[Dataset entries]
•••••

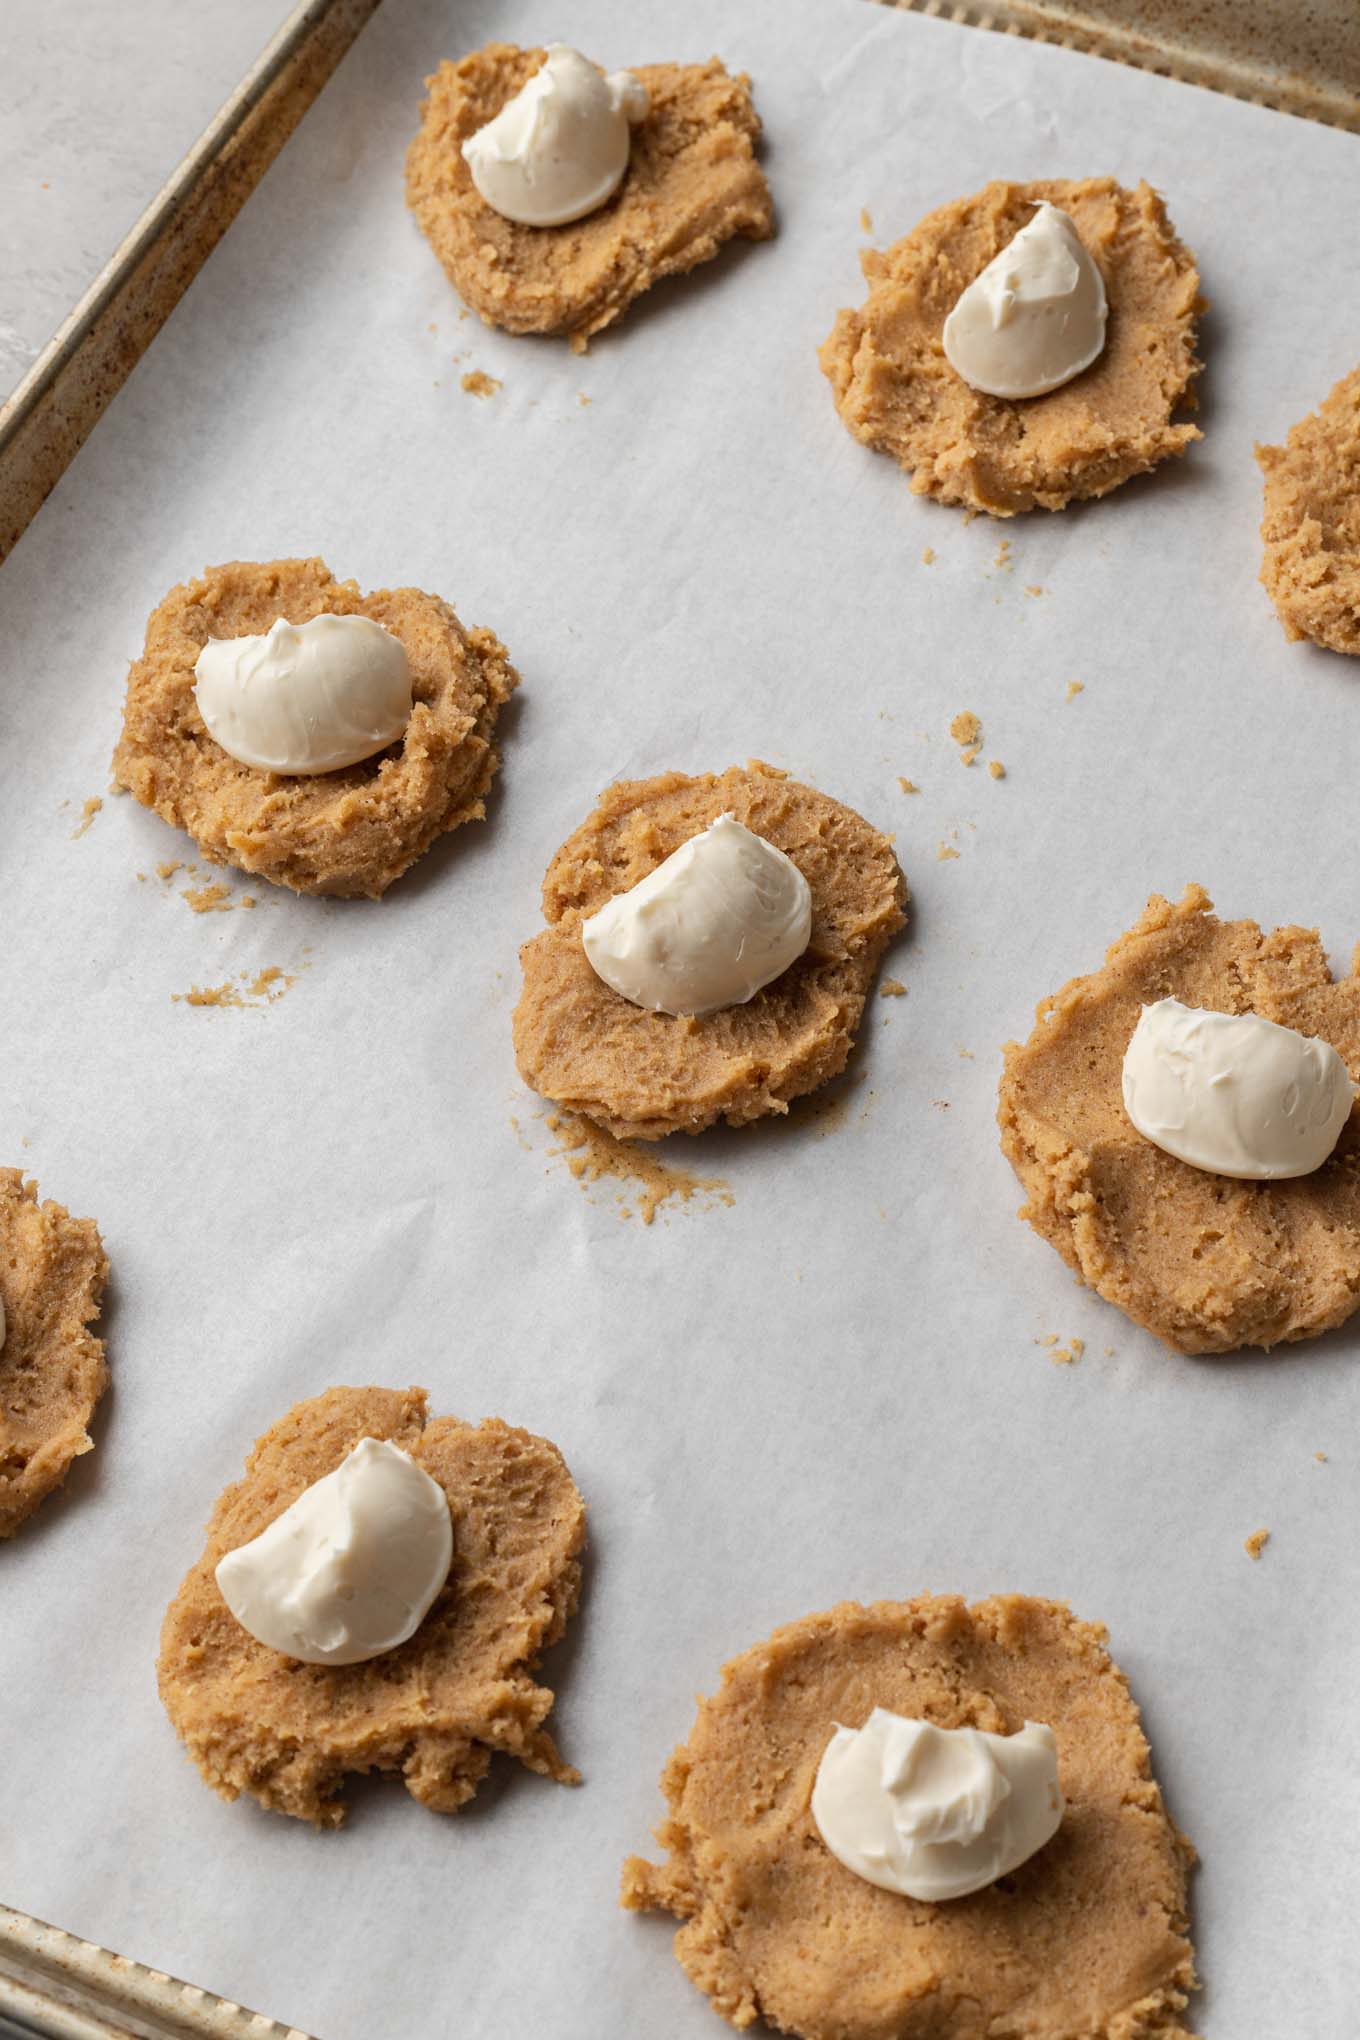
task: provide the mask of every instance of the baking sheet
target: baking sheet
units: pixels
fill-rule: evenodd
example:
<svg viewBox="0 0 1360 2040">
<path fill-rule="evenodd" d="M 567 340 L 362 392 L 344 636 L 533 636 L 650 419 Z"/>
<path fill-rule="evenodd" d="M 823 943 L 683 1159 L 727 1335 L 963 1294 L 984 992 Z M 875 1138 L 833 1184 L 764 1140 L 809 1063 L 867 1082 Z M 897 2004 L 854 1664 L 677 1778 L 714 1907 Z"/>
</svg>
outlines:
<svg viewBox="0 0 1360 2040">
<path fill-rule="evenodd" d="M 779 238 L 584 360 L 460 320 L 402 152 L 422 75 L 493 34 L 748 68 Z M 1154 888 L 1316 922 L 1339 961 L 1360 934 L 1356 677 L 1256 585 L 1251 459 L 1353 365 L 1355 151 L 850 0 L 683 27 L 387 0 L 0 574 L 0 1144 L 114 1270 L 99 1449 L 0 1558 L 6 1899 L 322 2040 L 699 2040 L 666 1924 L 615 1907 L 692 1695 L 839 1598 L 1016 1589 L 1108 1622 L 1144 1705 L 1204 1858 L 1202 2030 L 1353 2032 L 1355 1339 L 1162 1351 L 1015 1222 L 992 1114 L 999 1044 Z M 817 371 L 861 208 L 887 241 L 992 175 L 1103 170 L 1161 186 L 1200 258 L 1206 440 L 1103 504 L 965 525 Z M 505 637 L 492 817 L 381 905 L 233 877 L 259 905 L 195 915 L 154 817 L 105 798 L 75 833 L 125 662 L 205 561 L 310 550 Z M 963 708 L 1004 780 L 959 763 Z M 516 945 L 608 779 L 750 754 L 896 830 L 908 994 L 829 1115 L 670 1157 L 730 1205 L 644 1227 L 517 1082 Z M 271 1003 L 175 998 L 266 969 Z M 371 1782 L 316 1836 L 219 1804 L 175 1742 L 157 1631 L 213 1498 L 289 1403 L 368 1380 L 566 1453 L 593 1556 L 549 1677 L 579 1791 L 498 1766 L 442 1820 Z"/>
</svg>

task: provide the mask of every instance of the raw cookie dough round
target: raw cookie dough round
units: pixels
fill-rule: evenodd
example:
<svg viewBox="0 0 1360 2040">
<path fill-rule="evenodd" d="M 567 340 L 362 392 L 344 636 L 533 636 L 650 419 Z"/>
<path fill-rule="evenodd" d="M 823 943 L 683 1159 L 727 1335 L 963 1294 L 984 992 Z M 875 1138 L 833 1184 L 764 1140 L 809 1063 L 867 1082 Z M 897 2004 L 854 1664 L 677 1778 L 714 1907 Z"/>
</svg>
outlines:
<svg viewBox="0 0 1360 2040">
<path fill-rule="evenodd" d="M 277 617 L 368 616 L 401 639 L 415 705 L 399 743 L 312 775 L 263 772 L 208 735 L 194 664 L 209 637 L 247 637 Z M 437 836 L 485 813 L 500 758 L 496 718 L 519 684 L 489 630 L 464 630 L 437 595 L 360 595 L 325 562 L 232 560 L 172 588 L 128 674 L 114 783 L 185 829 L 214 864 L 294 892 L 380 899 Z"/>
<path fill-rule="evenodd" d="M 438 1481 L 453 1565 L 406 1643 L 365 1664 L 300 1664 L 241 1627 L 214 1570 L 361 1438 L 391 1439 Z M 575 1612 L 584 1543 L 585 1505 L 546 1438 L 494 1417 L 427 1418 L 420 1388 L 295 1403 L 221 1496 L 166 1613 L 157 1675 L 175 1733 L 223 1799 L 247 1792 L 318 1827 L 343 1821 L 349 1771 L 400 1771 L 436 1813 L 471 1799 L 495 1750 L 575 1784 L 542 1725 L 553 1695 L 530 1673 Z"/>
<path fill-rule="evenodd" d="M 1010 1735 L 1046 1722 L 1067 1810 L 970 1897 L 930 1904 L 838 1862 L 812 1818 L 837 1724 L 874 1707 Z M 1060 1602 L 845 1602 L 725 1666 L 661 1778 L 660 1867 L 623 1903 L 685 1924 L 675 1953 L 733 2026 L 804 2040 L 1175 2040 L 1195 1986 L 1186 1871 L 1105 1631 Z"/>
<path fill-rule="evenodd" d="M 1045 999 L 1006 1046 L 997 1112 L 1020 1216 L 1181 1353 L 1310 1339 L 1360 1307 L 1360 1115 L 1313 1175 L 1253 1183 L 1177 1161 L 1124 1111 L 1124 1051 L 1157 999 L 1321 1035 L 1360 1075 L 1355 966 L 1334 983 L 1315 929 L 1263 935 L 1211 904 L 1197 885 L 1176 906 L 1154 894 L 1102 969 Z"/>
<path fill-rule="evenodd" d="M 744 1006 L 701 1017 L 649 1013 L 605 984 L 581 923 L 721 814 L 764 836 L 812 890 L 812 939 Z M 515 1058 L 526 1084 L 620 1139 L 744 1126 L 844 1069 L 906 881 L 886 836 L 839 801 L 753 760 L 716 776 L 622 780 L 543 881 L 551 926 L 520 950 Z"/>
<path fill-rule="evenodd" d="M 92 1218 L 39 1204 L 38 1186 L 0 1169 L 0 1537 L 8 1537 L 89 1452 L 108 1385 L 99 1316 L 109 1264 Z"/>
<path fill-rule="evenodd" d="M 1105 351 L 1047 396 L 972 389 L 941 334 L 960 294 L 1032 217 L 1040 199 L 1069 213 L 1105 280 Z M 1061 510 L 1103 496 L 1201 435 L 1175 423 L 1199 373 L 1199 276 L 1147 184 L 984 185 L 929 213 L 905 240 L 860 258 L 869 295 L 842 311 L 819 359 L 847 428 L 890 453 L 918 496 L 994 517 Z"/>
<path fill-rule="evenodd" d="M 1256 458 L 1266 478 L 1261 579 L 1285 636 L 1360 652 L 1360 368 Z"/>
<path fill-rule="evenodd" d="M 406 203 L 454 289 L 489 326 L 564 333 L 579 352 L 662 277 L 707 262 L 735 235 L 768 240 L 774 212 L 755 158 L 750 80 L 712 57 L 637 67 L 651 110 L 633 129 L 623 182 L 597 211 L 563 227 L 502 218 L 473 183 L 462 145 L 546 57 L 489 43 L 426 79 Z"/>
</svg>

•••••

Each entry above should be copied exactly. The pictures should not.

Task response>
task: provide the mask of every instance of the baking sheet
target: baking sheet
units: pixels
fill-rule: evenodd
example:
<svg viewBox="0 0 1360 2040">
<path fill-rule="evenodd" d="M 567 340 L 362 392 L 344 636 L 533 636 L 650 419 Z"/>
<path fill-rule="evenodd" d="M 823 943 L 683 1159 L 727 1335 L 963 1294 L 984 992 Z M 875 1138 L 833 1184 L 764 1140 L 809 1063 L 867 1082 Z M 897 2004 L 854 1664 L 677 1778 L 714 1907 Z"/>
</svg>
outlines:
<svg viewBox="0 0 1360 2040">
<path fill-rule="evenodd" d="M 779 238 L 584 360 L 460 320 L 402 152 L 422 75 L 493 34 L 748 68 Z M 1154 888 L 1316 922 L 1339 961 L 1360 934 L 1356 677 L 1256 585 L 1251 459 L 1353 365 L 1355 151 L 850 0 L 683 27 L 387 0 L 0 574 L 0 1144 L 114 1270 L 99 1449 L 0 1558 L 6 1899 L 322 2040 L 699 2040 L 666 1924 L 615 1907 L 692 1695 L 839 1598 L 1016 1589 L 1108 1622 L 1144 1705 L 1204 1858 L 1202 2030 L 1353 2032 L 1355 1339 L 1162 1351 L 1015 1222 L 992 1114 L 999 1044 Z M 817 371 L 861 208 L 887 241 L 992 175 L 1103 170 L 1161 186 L 1200 258 L 1206 440 L 1103 504 L 965 525 Z M 505 637 L 492 817 L 381 905 L 233 877 L 259 905 L 195 915 L 154 817 L 105 798 L 75 833 L 125 662 L 205 561 L 310 550 Z M 963 708 L 1004 780 L 959 763 Z M 516 945 L 608 779 L 750 754 L 896 830 L 908 994 L 829 1115 L 670 1157 L 730 1205 L 644 1227 L 517 1082 Z M 271 1003 L 175 998 L 266 969 Z M 371 1782 L 316 1836 L 219 1804 L 175 1742 L 157 1631 L 213 1498 L 289 1403 L 368 1380 L 566 1453 L 593 1556 L 549 1677 L 579 1791 L 498 1766 L 442 1820 Z"/>
</svg>

task: provide the mask of every instance of the raw cookie dough round
target: raw cookie dough round
units: pixels
fill-rule: evenodd
example:
<svg viewBox="0 0 1360 2040">
<path fill-rule="evenodd" d="M 567 340 L 362 392 L 344 636 L 533 636 L 650 419 Z"/>
<path fill-rule="evenodd" d="M 823 943 L 683 1159 L 727 1335 L 963 1294 L 984 992 Z M 875 1138 L 833 1184 L 764 1140 L 809 1063 L 867 1082 Z M 897 2004 L 854 1664 L 677 1778 L 714 1907 Z"/>
</svg>
outlines:
<svg viewBox="0 0 1360 2040">
<path fill-rule="evenodd" d="M 277 617 L 368 616 L 401 639 L 415 705 L 399 743 L 312 775 L 263 772 L 208 735 L 194 664 L 209 637 L 247 637 Z M 437 836 L 485 813 L 500 758 L 496 718 L 519 684 L 489 630 L 464 630 L 437 595 L 360 595 L 325 562 L 232 560 L 172 588 L 128 674 L 114 783 L 185 829 L 214 864 L 294 892 L 380 899 Z"/>
<path fill-rule="evenodd" d="M 438 1481 L 453 1565 L 406 1643 L 365 1664 L 300 1664 L 241 1627 L 214 1570 L 361 1438 L 391 1439 Z M 575 1612 L 584 1543 L 585 1505 L 546 1438 L 494 1417 L 427 1418 L 420 1388 L 295 1403 L 221 1496 L 166 1613 L 157 1675 L 175 1733 L 223 1799 L 247 1792 L 318 1827 L 343 1821 L 349 1771 L 400 1771 L 436 1813 L 471 1799 L 495 1750 L 575 1784 L 542 1725 L 553 1695 L 530 1673 Z"/>
<path fill-rule="evenodd" d="M 1010 1735 L 1046 1722 L 1067 1810 L 970 1897 L 930 1904 L 838 1862 L 812 1818 L 837 1724 L 874 1707 Z M 1060 1602 L 845 1602 L 725 1666 L 661 1778 L 660 1867 L 623 1903 L 685 1924 L 675 1953 L 733 2026 L 804 2040 L 1175 2040 L 1195 1986 L 1186 1871 L 1105 1631 Z"/>
<path fill-rule="evenodd" d="M 1045 999 L 1006 1046 L 997 1112 L 1020 1216 L 1181 1353 L 1310 1339 L 1360 1307 L 1360 1115 L 1313 1175 L 1253 1183 L 1177 1161 L 1124 1111 L 1124 1051 L 1157 999 L 1321 1035 L 1360 1075 L 1355 966 L 1334 983 L 1315 929 L 1263 935 L 1211 904 L 1197 885 L 1176 906 L 1154 894 L 1102 969 Z"/>
<path fill-rule="evenodd" d="M 744 1006 L 701 1017 L 649 1013 L 605 984 L 581 923 L 721 814 L 764 836 L 812 890 L 812 939 Z M 515 1058 L 526 1084 L 620 1139 L 744 1126 L 844 1069 L 906 881 L 886 836 L 839 801 L 753 760 L 716 776 L 622 780 L 543 881 L 551 926 L 520 950 Z"/>
<path fill-rule="evenodd" d="M 92 1218 L 39 1204 L 38 1186 L 0 1169 L 0 1537 L 8 1537 L 89 1452 L 108 1385 L 99 1316 L 109 1264 Z"/>
<path fill-rule="evenodd" d="M 1105 351 L 1047 396 L 972 389 L 941 334 L 960 294 L 1032 217 L 1040 199 L 1069 213 L 1105 280 Z M 1061 510 L 1103 496 L 1201 435 L 1175 423 L 1199 373 L 1199 276 L 1147 184 L 984 185 L 929 213 L 905 240 L 860 258 L 869 295 L 842 311 L 819 359 L 847 428 L 890 453 L 918 496 L 994 517 Z"/>
<path fill-rule="evenodd" d="M 1256 458 L 1266 478 L 1261 579 L 1285 636 L 1360 652 L 1360 368 Z"/>
<path fill-rule="evenodd" d="M 406 203 L 454 289 L 489 326 L 564 333 L 579 352 L 662 277 L 707 262 L 735 235 L 768 240 L 774 212 L 755 158 L 750 80 L 712 57 L 637 67 L 651 110 L 633 129 L 623 182 L 597 211 L 563 227 L 502 218 L 473 183 L 462 145 L 546 57 L 489 43 L 426 79 Z"/>
</svg>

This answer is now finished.